-- Text provided --
------------------------

[concurrency-interest] Monitoring Tool

William Louth (JINSPIRED.COM) william.louth at jinspired.com
Wed Aug 4 00:07:23 EDT 2010


  [last post on this thread]

I wanted to add that I have designed OpenCore's Probes (Metering) and 
Metrics (Monitoring) API's with the hope that JVM could directly 
support  meter integration (low level thread specific jvm counters) as 
well as providing an actual implementation of each API directly within 
the runtime via a SPI.

My vision is for activity based metering to be present in all future 
runtimes (whatever the language or environment) and to be used to create 
new dynamic libraries (and services) which are much more aware of the 
performance, cost (monetary or unit based) and capacity (on-demand) 
requirements and characteristics of a software's execution whether it 
relates to in-process task scheduling, out-of-process metered service 
interactions, or distributed job queuing & routing.

I have for a number of years tried to get various JVM vendors on board a 
possible standardization but that's a sad & depressing tale for another day.

William

On 04/08/2010 02:05, William Louth (JINSPIRED.COM) wrote:
>  Hi Gregg,
>
> It would be great if you could publish real-world data that actual 
> quantifies your concerns and opinion.

------------------------

-- Data records --
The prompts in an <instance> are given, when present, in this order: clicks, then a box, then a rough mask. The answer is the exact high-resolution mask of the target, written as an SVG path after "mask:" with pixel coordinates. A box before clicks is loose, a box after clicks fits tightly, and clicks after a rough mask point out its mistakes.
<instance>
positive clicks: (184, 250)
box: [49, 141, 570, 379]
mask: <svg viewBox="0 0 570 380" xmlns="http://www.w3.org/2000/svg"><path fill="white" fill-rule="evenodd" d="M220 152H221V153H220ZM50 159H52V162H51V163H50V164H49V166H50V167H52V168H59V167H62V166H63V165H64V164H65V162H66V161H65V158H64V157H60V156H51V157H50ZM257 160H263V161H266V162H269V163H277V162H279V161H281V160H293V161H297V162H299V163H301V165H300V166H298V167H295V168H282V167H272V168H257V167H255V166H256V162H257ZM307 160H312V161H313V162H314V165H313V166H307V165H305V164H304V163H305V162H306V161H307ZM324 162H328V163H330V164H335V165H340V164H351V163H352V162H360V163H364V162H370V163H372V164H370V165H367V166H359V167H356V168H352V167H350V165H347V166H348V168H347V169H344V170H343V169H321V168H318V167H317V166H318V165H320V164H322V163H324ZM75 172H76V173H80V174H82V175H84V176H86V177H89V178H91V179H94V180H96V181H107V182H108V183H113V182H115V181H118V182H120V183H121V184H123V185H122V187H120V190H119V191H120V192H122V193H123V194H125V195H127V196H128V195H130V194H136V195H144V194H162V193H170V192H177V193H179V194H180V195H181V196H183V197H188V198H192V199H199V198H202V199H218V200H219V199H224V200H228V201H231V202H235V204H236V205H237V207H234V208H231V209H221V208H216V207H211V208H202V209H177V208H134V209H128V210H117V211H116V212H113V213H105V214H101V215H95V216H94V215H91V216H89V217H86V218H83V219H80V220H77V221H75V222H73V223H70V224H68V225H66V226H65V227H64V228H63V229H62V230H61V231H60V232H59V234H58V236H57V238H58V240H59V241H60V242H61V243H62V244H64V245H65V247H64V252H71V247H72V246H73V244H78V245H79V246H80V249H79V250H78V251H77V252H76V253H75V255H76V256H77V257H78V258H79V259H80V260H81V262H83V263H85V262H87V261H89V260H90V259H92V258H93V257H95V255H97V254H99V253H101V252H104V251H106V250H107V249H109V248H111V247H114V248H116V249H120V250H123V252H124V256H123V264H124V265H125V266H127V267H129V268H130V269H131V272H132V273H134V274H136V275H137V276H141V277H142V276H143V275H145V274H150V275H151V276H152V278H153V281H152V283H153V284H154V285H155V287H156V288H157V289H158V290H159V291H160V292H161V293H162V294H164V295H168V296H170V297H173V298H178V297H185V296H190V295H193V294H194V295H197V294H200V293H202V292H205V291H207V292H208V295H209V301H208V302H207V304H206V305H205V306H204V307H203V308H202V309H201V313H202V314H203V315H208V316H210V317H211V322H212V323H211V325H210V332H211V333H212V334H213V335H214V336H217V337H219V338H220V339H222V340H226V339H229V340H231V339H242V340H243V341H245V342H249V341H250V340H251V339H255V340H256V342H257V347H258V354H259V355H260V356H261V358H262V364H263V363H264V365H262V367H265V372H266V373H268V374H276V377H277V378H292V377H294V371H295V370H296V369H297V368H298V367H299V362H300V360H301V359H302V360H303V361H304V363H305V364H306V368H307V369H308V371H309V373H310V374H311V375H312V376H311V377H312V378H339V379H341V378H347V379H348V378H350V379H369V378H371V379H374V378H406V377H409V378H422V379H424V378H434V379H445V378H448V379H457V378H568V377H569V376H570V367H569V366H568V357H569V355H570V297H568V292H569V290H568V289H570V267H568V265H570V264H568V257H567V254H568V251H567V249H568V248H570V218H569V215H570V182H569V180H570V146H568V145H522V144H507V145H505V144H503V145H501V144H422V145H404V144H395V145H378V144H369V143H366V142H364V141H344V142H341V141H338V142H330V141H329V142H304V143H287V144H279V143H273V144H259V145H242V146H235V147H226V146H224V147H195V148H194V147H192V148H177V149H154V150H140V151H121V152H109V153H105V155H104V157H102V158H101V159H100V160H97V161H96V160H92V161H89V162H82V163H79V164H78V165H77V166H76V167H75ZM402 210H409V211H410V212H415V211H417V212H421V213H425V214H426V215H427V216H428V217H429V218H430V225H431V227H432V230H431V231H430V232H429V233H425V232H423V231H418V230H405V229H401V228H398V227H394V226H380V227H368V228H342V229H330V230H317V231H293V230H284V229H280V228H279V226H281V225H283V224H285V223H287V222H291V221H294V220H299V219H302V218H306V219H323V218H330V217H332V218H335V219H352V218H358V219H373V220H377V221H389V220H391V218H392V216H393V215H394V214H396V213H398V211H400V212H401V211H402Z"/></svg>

------------------------

Resume the mailing-list post about metering and monitoring in the JVM, writing what comes next after its last line.

-- Written response --
>
> Metered code can't become a hotspot if the metering runtime is 
> strategy based, configured correctly (in terms of meter, threshold, 
> warm-up, & statistic), and communication between the instrumentation & 
> measurement code is bi-directional allowing for evaluation short 
> cutting to execute in under 1 nanosecond. Which is the case for 
> OpenCore under extreme micro-benchmarking tests.
>
> That said OpenCore does front thread locals with fast & small caches 
> that play on the thread context & cpu coupling to some degree.
>
> You might be surprised to find out that for some of our customers who 
> avail of the open interface to our metering data within the runtime 
> and & their scheduling code they actually make performance gains.
>
> In addition you should try to look at the big picture which goes 
> beyond a single process execution lifecycle. The metering data 
> produced by OpenCore leads to significant gains across releases 
> something which would never happen if one was thinking short-term and 
> (thread) local.
>
> For our customers having production quality data is the biggest 
> contributor to increases in quality of the code and its execution. I 
> can't recall a case in which the metering hotspot strategy produced a 
> red herring after a few iterations of a fully warmed up runtime.
>
> I would also like to point out that in two recent proof of concepts by 
> major fx trading platforms it was found that OpenCore's strategy based 
> metering runtime was the only realistic solution on the market for 
> production monitoring of applications with tx time intervals in the 
> microsecond range (approx 300). Hopefully we can eventually get these 
> reports published.
>
> There will always be exceptions to the rule but for those I doubt 
> there is any solution available today (we come as close as is possible 
> when used & configured appropriately). Please do not get me started on 
> call stack sampling.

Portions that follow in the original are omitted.